Excerpted data START
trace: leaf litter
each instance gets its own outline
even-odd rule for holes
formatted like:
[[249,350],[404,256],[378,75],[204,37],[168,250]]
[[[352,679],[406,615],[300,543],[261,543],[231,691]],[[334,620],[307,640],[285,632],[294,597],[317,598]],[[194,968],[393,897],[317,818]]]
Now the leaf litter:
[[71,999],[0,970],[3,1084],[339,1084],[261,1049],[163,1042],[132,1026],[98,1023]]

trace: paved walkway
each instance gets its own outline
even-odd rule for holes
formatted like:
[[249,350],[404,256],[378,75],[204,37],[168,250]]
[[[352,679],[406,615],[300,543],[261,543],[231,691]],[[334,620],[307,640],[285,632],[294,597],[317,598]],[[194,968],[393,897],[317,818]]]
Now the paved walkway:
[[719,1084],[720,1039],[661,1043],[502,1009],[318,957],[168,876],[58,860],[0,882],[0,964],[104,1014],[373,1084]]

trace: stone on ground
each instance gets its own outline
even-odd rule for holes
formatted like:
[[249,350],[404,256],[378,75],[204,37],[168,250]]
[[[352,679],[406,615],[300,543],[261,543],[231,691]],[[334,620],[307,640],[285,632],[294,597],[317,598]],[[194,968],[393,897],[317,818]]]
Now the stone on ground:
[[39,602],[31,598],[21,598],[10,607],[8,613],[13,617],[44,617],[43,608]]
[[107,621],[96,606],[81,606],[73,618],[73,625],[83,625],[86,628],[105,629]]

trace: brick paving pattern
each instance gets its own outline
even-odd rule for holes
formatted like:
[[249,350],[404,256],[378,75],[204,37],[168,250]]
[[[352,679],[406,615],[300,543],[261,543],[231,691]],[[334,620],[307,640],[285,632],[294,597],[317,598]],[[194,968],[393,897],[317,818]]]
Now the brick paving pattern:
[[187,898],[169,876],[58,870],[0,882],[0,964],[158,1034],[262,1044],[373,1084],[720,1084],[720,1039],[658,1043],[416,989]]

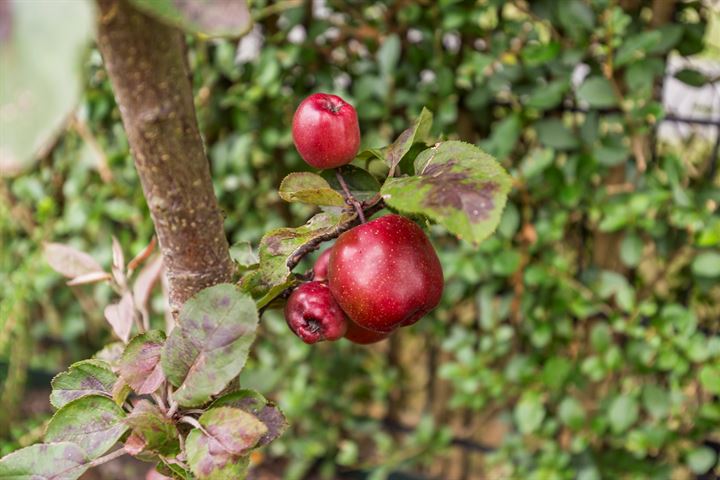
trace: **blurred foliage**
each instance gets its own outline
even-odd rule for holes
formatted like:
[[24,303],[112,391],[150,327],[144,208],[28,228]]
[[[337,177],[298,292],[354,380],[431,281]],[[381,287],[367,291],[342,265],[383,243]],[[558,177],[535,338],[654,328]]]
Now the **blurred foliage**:
[[[279,312],[265,314],[241,380],[291,424],[266,459],[289,479],[337,468],[373,478],[717,473],[720,179],[707,141],[656,138],[667,57],[704,52],[717,12],[641,0],[279,5],[254,2],[259,20],[239,45],[189,49],[231,241],[257,246],[313,212],[276,190],[307,169],[290,122],[316,91],[356,105],[363,147],[390,143],[427,106],[436,134],[496,155],[515,188],[479,251],[434,237],[442,307],[391,341],[311,347]],[[111,297],[65,286],[40,243],[70,242],[107,266],[112,234],[133,255],[152,236],[96,51],[85,71],[65,134],[0,190],[2,411],[32,414],[33,426],[37,410],[19,400],[25,369],[57,372],[97,350]],[[710,80],[684,72],[689,85]],[[154,306],[161,325],[159,295]],[[386,428],[398,422],[411,432]],[[0,453],[36,440],[20,436],[30,425],[8,423]],[[458,454],[453,436],[493,451]]]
Excerpted data END
## What the task requires
Show me each line of the listing above with "trace" in it.

## Finished exercise
trace: leaf litter
trace: paved walkway
trace: stone on ground
trace: brick paving pattern
trace: **blurred foliage**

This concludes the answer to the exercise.